ACTION ITEM
In the entries below, find the line containing "find the standing figure in foreground". Write out that line and all lines after it, exactly, and nothing else.

__________

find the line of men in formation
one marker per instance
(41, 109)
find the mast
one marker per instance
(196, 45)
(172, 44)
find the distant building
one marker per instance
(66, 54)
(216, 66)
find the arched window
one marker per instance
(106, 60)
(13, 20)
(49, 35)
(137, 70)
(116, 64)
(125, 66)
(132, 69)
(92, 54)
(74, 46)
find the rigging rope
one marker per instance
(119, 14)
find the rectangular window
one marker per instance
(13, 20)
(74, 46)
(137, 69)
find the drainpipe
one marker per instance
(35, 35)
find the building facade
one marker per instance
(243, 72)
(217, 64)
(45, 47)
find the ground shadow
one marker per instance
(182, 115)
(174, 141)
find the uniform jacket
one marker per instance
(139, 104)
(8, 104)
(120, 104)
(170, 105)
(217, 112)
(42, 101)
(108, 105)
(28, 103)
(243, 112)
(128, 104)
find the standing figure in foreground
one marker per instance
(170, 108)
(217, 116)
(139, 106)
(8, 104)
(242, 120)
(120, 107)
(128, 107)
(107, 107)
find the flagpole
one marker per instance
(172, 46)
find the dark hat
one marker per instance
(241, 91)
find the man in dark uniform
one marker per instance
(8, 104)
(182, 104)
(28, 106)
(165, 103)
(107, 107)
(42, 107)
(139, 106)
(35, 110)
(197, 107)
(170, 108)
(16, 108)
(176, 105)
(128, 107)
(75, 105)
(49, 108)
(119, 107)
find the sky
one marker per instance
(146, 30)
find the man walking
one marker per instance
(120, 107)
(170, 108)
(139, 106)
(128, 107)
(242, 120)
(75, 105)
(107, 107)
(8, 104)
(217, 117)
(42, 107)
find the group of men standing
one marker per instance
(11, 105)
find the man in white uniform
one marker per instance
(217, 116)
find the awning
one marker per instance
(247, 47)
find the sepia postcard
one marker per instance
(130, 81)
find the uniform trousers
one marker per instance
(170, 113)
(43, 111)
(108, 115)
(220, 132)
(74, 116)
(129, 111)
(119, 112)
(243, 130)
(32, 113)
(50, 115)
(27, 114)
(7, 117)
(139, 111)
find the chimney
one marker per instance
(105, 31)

__________

WRITTEN RESPONSE
find the standing figure in foreground
one marker per instance
(170, 108)
(217, 116)
(139, 106)
(8, 104)
(242, 120)
(120, 107)
(128, 107)
(107, 107)
find the flagpole
one marker per instance
(172, 46)
find the dark hat
one marker per instance
(241, 91)
find the man in dark uniform
one marker per instance
(8, 104)
(182, 104)
(28, 106)
(165, 103)
(107, 107)
(42, 107)
(139, 106)
(35, 110)
(197, 107)
(170, 108)
(16, 108)
(176, 105)
(128, 107)
(75, 105)
(49, 108)
(119, 107)
find the sky
one marker per instance
(146, 30)
find the man walking
one marker per instance
(120, 107)
(170, 108)
(139, 106)
(128, 107)
(242, 120)
(75, 105)
(107, 107)
(8, 104)
(217, 117)
(42, 107)
find the group of men standing
one marker per instance
(11, 105)
find the man in white uniform
one marker per instance
(217, 116)
find the awning
one marker per instance
(247, 47)
find the sepia postcard
one marker per instance
(130, 81)
find the uniform trousers
one marker per instance
(170, 113)
(43, 111)
(108, 115)
(220, 132)
(74, 116)
(129, 111)
(119, 112)
(243, 130)
(32, 113)
(50, 115)
(27, 114)
(7, 117)
(139, 111)
find the chimney
one marker per instance
(105, 31)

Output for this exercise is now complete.